Provided entries:
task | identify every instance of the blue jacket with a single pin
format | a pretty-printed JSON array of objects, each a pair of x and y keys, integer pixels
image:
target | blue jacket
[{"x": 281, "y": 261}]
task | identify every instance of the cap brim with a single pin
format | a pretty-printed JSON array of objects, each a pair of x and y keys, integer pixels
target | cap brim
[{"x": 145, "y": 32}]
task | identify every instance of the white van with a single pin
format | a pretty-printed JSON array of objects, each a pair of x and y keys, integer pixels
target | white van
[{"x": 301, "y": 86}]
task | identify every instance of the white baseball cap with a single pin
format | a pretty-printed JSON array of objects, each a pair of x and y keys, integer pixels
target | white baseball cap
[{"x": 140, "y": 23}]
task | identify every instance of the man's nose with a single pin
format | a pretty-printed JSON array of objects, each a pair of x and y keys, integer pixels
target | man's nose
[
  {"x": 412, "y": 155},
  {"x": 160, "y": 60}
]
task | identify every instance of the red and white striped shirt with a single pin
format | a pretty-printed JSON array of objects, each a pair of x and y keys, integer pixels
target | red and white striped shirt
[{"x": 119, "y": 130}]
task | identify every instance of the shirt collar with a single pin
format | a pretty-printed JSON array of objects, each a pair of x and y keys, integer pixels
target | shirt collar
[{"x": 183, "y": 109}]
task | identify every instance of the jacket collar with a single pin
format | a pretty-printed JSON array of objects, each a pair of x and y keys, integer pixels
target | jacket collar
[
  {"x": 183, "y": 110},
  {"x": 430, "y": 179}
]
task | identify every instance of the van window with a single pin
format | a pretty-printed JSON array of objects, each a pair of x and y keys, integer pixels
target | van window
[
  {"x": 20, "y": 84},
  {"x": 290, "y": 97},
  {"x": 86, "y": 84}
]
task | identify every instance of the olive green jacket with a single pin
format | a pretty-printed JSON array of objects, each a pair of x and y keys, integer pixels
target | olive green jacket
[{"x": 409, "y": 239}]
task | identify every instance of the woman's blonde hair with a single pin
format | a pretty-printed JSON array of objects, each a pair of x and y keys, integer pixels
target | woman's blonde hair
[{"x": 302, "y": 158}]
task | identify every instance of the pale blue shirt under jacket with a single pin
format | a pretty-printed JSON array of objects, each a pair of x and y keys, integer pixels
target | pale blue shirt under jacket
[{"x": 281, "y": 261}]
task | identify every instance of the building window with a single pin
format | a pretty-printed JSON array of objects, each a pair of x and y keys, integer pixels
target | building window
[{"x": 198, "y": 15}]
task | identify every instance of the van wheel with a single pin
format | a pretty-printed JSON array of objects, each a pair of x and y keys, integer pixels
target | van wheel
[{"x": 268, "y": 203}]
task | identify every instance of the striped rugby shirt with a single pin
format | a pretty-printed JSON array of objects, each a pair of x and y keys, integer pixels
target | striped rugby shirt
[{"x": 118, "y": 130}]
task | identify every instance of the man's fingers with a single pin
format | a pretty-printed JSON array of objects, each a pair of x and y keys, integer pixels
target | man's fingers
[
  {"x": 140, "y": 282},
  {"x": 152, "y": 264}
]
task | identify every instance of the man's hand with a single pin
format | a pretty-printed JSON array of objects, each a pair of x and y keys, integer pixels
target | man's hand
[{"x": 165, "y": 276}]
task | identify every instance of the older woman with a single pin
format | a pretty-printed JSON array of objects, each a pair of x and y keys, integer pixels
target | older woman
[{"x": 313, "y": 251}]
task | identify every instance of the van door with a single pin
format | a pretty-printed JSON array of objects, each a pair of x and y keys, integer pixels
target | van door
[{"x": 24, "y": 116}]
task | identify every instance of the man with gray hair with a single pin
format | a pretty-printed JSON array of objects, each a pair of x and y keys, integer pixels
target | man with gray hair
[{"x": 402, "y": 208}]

Your goal: Every line above needs to be repeated exactly as shown.

Result of this exercise:
task | identify every instance of the blue jacket with a single pin
format | a pretty-printed JSON array of objects, each a pair of x and y keys, integer pixels
image:
target | blue jacket
[{"x": 281, "y": 261}]
task | identify every instance of the cap brim with a single pin
format | a pretty-printed JSON array of objects, each a pair of x and y keys, integer pixels
target | cap brim
[{"x": 145, "y": 32}]
task | identify every instance of the white van with a single pin
format | a pretty-printed JSON array of objects, each a pair of x and y keys, integer pixels
target | white van
[{"x": 301, "y": 86}]
task | identify every instance of the white baseball cap with a single pin
format | a pretty-printed JSON array of objects, each a pair of x and y keys, integer pixels
target | white baseball cap
[{"x": 140, "y": 23}]
task | identify every instance of the man's nose with a single pin
format | a pretty-printed JSON array of objects, each a pair of x and y keys, integer pixels
target | man's nose
[
  {"x": 412, "y": 155},
  {"x": 160, "y": 60}
]
task | identify every instance of the red and white striped shirt with a single pin
format | a pretty-printed JSON array of objects, each a pair of x and y keys, integer pixels
target | red and white striped shirt
[{"x": 119, "y": 130}]
task | identify every instance of the shirt collar with a single pin
format | a pretty-printed JSON array of objects, each a pair of x and y keys, integer pixels
target | shirt collar
[{"x": 183, "y": 109}]
task | identify every instance of the jacket collar with a single pin
format | a pretty-printed JSON array of objects, each a pair of x and y keys, integer pixels
target | jacket collar
[
  {"x": 183, "y": 110},
  {"x": 430, "y": 179}
]
task | identify every instance of the van window with a single pin
format | a pretty-printed JSON array of objects, each a pair of x and y keys, integer pixels
target | van window
[
  {"x": 20, "y": 84},
  {"x": 290, "y": 97},
  {"x": 86, "y": 84}
]
task | identify every instance of the olive green jacket with a single pin
format | a pretty-printed JSON array of objects, each a pair of x and y keys, integer pixels
target | olive green jacket
[{"x": 409, "y": 239}]
task | identify every instance of the woman's blonde hair with a single pin
format | a pretty-printed JSON array of objects, each a pair of x and y keys, integer pixels
target | woman's blonde hair
[{"x": 302, "y": 158}]
task | identify every instance of the pale blue shirt under jacket with a single pin
format | a pretty-printed JSON array of objects, each a pair of x and y keys, integer pixels
target | pale blue shirt under jacket
[{"x": 281, "y": 261}]
task | identify every instance of the building window with a single pin
format | a pretty-printed JSON array of objects, each a pair of x and y keys, integer pixels
target | building window
[{"x": 198, "y": 15}]
task | identify every instance of the van wheel with a single pin
format | a pretty-printed JSON array of objects, each a pair of x and y keys, integer pixels
target | van wheel
[{"x": 268, "y": 203}]
task | identify every instance of the striped rugby shirt with a single pin
format | a pretty-printed JSON array of objects, each a pair of x and y keys, integer pixels
target | striped rugby shirt
[{"x": 118, "y": 130}]
task | identify every instance of the man's fingers with a single pin
format | a pretty-printed JSON array of objects, each a pair of x and y keys, integer pixels
target | man's fingers
[
  {"x": 140, "y": 282},
  {"x": 152, "y": 264}
]
task | identify every instance of the man's hand with a single pin
format | a pretty-printed JSON array of objects, each a pair of x and y keys, integer pixels
target | man's hand
[{"x": 165, "y": 276}]
task | identify every instance of the older woman with a single pin
format | a pretty-printed JSON array of objects, each a pair of x and y keys, integer pixels
target | older woman
[{"x": 313, "y": 251}]
task | identify every instance of the van door with a single pin
format | a pretty-printed JSON array of objects, each a pair of x and y keys, integer pixels
target | van door
[{"x": 24, "y": 116}]
task | identify every instance of the man with gray hair with a single pin
format | a pretty-printed JSON array of objects, each a pair of x and y keys, integer pixels
target | man with gray hair
[{"x": 402, "y": 208}]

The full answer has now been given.